■ Source data ■
--------------------

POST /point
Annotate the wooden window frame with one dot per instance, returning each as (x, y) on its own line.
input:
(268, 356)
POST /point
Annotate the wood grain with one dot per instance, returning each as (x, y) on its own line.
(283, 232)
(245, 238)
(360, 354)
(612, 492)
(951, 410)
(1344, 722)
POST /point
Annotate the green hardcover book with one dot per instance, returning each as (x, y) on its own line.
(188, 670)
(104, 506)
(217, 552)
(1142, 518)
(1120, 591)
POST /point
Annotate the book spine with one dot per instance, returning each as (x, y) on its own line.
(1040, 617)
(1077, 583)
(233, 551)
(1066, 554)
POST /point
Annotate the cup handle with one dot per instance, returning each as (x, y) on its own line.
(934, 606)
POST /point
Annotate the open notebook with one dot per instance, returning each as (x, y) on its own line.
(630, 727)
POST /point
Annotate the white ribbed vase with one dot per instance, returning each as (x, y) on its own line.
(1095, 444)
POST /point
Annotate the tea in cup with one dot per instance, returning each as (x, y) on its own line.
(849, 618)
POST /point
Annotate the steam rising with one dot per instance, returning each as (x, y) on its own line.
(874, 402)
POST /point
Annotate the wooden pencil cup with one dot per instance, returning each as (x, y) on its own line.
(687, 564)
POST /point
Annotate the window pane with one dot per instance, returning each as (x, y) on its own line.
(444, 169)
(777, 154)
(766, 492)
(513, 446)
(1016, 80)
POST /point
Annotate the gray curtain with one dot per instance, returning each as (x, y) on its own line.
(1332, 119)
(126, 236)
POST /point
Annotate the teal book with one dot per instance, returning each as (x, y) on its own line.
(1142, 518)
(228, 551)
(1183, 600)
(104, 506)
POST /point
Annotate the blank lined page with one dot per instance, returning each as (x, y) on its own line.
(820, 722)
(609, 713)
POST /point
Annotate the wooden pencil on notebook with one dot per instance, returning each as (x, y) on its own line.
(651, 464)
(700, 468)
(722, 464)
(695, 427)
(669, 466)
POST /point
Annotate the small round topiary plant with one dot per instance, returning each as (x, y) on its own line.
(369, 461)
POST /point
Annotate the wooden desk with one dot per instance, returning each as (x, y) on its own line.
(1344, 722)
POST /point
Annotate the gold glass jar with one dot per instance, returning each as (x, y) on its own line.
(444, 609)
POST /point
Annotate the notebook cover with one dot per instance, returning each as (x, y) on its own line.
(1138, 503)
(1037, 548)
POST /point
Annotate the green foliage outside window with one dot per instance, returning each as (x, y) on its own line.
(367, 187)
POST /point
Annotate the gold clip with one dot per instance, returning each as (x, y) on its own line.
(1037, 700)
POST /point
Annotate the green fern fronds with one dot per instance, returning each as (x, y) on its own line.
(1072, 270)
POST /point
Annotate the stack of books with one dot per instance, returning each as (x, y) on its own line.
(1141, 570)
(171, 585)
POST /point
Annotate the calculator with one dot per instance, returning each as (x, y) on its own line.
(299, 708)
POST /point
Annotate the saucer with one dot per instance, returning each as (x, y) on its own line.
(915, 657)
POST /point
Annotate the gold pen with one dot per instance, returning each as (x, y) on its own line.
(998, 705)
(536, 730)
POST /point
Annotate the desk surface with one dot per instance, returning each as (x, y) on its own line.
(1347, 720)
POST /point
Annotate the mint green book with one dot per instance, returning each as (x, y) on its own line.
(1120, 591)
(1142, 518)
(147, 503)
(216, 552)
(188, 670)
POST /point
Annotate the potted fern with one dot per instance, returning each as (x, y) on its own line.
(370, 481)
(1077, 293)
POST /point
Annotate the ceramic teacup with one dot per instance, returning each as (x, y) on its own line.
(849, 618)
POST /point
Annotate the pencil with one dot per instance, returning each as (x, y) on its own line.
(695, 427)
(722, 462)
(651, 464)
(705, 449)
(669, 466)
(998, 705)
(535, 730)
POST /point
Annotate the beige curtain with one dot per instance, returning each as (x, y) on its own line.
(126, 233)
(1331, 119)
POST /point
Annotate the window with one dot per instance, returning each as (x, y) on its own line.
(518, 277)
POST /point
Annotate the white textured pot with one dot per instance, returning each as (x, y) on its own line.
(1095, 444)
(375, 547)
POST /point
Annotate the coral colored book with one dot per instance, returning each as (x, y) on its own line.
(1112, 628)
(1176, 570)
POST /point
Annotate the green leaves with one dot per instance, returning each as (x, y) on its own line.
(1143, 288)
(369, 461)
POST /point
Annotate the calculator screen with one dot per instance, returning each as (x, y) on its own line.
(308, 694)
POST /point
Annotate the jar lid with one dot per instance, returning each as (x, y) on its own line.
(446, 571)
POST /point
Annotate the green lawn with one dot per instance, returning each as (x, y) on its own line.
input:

--------------------

■ Exercise ■
Please reproduce the records exactly, without leaving any out.

■ Answer to this task ■
POST /point
Annotate the wooden window frame with one dot per instance, returning each as (x, y) on its own line.
input:
(268, 356)
POST /point
Annotate the wood grain with one dot per instance, returning each as (x, y) on its own line.
(283, 232)
(245, 238)
(360, 354)
(612, 492)
(951, 410)
(1344, 722)
POST /point
Annotate the green hardcover book with one dot per instance, returning each as (x, y) on its own line.
(188, 670)
(104, 506)
(217, 552)
(1142, 518)
(1120, 591)
POST /point
Annotate the book spine with one dot per instance, returning each as (x, y) on its own line.
(1040, 617)
(1077, 583)
(233, 551)
(1066, 554)
POST /point
Annotate the cup handle with one dot per instance, returning each as (x, y) on its own line.
(934, 606)
POST /point
Annotate the open notebook with one dot per instance, returning each as (x, y) on its own line.
(630, 727)
POST /point
Annotate the white ribbed vase with one dot per instance, returning each as (x, y) on its own line.
(1095, 444)
POST /point
Annotate the tea in cup with one dot per instance, returning each as (x, y) on its own line.
(849, 618)
POST /point
Annotate the steam rising with one dot per instance, returning each as (x, y) on its own line.
(874, 402)
POST /point
Annotate the wooden pencil cup with one dot per instance, returning each as (x, y) on its own line.
(687, 564)
POST /point
Annotate the window pane with one dot per instance, returning each as (x, y) on its own line.
(444, 169)
(777, 154)
(766, 492)
(513, 446)
(1016, 80)
POST /point
Annotate the gray curtain with one dot per instance, returning each as (x, y) on its own line.
(1332, 119)
(126, 236)
POST /point
Annotate the teal book with one dot per instance, returning each as (x, y) on its own line.
(1142, 518)
(228, 551)
(1183, 600)
(104, 506)
POST /point
Annotate the blank lined page with one dot per instance, returning each as (x, y) on its own line.
(820, 722)
(609, 713)
POST /point
Annotate the wooden pencil on notebook with one dot per instance, returning each as (x, y) on its own line.
(651, 464)
(700, 468)
(722, 464)
(695, 427)
(669, 466)
POST /point
Annotate the small round topiary plant with one dot per instance, returning each as (x, y) on its own line.
(369, 461)
POST /point
Annotate the wooden desk with one dot per instance, returning each as (x, y) on its own line.
(1344, 722)
POST /point
Annotate the gold glass jar with one dot per instance, returning each as (x, y) on its own line.
(444, 609)
POST /point
Annotate the notebook cover with one dot per instance, returning each as (x, y) on its own line.
(1138, 503)
(1037, 548)
POST /point
Annotate the green foliage outside window with one dot per instance, returning each as (x, y) on its own line.
(367, 187)
POST /point
Annotate the gold clip with one dot per instance, returning each as (x, y) on its own line.
(1037, 700)
POST /point
Annotate the green fern fronds with one dot per instance, returning each as (x, y) on its own line.
(1072, 270)
POST /point
Annotate the stack of books with one dot per instance, returning each as (x, y) on its own line.
(1141, 570)
(171, 585)
POST /point
Annotate the calculator with one dot per instance, returning each as (x, y) on its own line.
(299, 708)
POST /point
Annotate the saucer with one dot per instance, returning each as (x, y) on its own line.
(915, 657)
POST /point
Annotate the gold pen with one dot per instance, returning each as (x, y) on its own line.
(998, 705)
(536, 730)
POST /point
Annotate the desk surface with one dot per instance, returning each as (x, y) on its own line.
(1347, 720)
POST /point
Annotate the mint green book with one dot per instance, returning each as (x, y) on its own line.
(1120, 591)
(1142, 518)
(147, 503)
(216, 552)
(188, 670)
POST /point
Annotate the potted fern with one dot per instance, returning each as (x, y) on its own line.
(370, 481)
(1077, 293)
POST /point
Annotate the ceramic teacup with one dot per instance, returning each as (x, y) on its own line.
(849, 618)
POST /point
Annotate the pencil with one dot per instance, returning each as (x, y) on its own line.
(695, 427)
(722, 462)
(651, 464)
(705, 449)
(669, 466)
(998, 705)
(535, 730)
POST /point
Annotate the beige curtain with one dot per instance, returning each as (x, y) on its own line.
(126, 233)
(1331, 119)
POST /point
Annotate the window with one dot per instance, returning each as (x, y) on its own line.
(518, 277)
POST /point
Annotate the white textured pot with one dot per instance, returning each as (x, y) on its own line.
(1095, 444)
(375, 547)
POST /point
Annotate the coral colored book with one dot per instance, returning each as (x, y) on its own line.
(1112, 628)
(1176, 570)
POST /point
Annotate the green leaves with one dot per instance, returning each as (x, y) on its own line.
(1143, 288)
(369, 461)
POST /point
Annotate the calculator screen with one dot per instance, returning each as (x, y) on its own line.
(308, 694)
POST /point
Annotate the jar lid with one dot per instance, returning each as (x, y) on its own line.
(446, 571)
POST /point
Annotate the green lawn with one dot per instance, returning each as (x, y) on its own line.
input:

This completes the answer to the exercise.